STUDY TEXT →

· · ·

Officer Chris Solberg of the California Highway Patrol's San Bernardino office used to spend a good deal of time responding to traffic accidents and patrolling state highways and county pockets for speeding motorists - until the Sept. 11, 2001, terrorist attacks in New York and at the Pentagon.
Now, he spends his days guarding the state government building at E and Fourth streets and the Devil Canyon Power Plant, both in San Bernardino.
Public safety agencies from the FBI to the smallest volunteer fire departments have been dramatically changed by 9/11 and the steps taken at all levels to try to keep it from happening again. And individual police, firefighters and health workers see their jobs in a new light.
"The major concern would be a bombing," Solberg said. "The ability to make (bombs) is so easy. All you have to do is go to the Internet. Just type in `How to make a bomb.' "
Solberg is one of those who takes a new approach to the job. He looks at the bigger picture of what could happen to the city's water supply, government buildings or other institutions should terrorists strike.
And while a terrorist strike is less common in a city like San Bernardino as opposed to a more densely populated metropolitan area like Los Angeles, Solberg's duties illustrate how 9/11 shaped the way law enforcement does business and how police officers view the nature of their work.
"You look at freeways differently, you look at buildings differently the layout of the city. I've learned the side streets better in the last couple of years," Solberg said. "We are doing more proactive security since 9/11, whereas before we would respond."
The Devil Canyon Power Plant supplies water to residents throughout the Inland Empire and fills Perris Lake, Solberg said. Planes and helicopters fly above regularly to make sure there are no pedestrians or suspicious vehicles on the sprawling property in the hills behind Cal State San Bernardino.
"There's not supposed to be anybody over there. There should not be one pedestrian in that area. If something is not marked, then immediately that's called in and we respond out there," Solberg said.
Solberg is one example of counterterrorism at work at the local level.
But in dollars and cents, the impact of 9/11 has affected law enforcement in different ways at all levels.
Over the last five years, the FBI's budget nearly doubled from $3.2 billion in 2001 to $5.7 billion in 2006. Nearly 6,700 new positions have been created to combat terrorism, according to U.S. Department of Justice data. The sweeping changes include an increased number of special agents assigned to counterterrorism, a doubling of intelligence analysts to 485 and the tripling of linguists to 700.
At the local level, San Bernardino County has been granted $21.1 million in federal homeland security grants since 9/11, and $15.3 million in grants related to health services.
That's $36.4 million to buy equipment, protective gear, vehicles and software to improve the region's ability to deal with an attack or disaster.
"We can respond better. We can respond faster," county Health Officer Eric Frykman said.
For example, the county is getting a database that will take nearly real-time information from ambulances and make it available to officials to allow them to spot problems sooner.
If there's a sudden rash of calls with victims suffering from the same symptoms, that could indicate a bioterror attack or even a natural epidemic such as the much-feared avian flu.
It's also brought agencies closer in planning and coordination.
Service groups, churches, private medical clinics and others need to be brought aboard because every one could be affected, Frykman said.
A handful of major metropolitan areas in the state like Los Angeles and the Bay Area can apply directly to the federal government for money.
Otherwise, the money is funneled through the Governor's Office of Homeland Security.

· · ·

Stored data entries:

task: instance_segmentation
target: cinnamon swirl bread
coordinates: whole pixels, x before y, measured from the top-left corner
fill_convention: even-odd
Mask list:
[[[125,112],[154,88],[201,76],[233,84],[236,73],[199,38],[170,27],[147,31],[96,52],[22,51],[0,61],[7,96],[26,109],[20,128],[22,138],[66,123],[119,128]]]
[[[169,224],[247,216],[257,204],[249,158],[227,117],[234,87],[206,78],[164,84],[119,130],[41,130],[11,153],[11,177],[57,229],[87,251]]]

· · ·

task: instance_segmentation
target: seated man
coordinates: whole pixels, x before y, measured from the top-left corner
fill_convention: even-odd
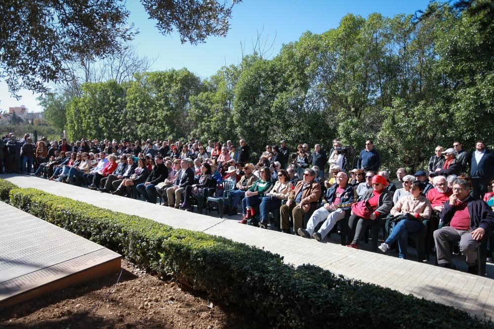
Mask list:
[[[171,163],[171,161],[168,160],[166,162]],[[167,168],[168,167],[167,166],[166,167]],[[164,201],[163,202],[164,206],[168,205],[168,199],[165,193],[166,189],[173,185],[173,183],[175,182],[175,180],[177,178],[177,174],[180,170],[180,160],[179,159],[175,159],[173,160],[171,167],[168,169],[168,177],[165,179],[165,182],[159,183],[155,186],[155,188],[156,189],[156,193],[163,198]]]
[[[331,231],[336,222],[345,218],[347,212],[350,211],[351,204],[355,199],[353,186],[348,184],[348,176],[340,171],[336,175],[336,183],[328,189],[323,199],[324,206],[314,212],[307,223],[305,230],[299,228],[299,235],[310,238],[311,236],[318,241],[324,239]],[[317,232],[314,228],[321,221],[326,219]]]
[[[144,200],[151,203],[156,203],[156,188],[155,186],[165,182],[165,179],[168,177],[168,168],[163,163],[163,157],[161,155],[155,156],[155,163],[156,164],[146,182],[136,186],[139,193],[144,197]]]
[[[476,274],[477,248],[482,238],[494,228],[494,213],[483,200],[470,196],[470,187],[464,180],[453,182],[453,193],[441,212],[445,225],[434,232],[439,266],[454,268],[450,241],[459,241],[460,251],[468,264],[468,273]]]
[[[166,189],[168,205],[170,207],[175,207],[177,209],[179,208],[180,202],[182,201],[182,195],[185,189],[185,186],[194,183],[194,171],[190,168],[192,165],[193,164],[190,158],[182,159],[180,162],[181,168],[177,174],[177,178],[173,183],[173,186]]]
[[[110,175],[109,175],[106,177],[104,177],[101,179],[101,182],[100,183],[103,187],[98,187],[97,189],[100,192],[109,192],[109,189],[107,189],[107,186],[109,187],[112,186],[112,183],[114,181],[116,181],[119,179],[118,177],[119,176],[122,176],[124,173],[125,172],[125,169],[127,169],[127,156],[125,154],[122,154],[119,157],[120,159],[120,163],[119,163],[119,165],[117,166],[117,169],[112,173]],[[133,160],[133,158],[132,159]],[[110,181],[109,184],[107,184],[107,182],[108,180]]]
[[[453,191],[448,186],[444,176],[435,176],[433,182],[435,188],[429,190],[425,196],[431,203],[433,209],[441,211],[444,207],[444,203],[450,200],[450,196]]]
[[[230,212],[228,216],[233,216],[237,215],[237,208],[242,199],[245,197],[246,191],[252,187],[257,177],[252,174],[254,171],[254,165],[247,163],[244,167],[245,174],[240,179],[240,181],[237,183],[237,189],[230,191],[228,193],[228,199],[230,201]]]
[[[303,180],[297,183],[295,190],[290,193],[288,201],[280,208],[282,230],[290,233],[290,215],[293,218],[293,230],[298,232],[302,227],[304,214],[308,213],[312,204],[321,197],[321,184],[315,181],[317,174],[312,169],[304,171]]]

· · ·

EXERCISE INSTRUCTIONS → In the article about public safety after 9/11, which two sites does Officer Chris Solberg now spend his days guarding? Answer from the article alone.

RESPONSE AREA → The state government building at E and Fourth streets and the Devil Canyon Power Plant, both in San Bernardino.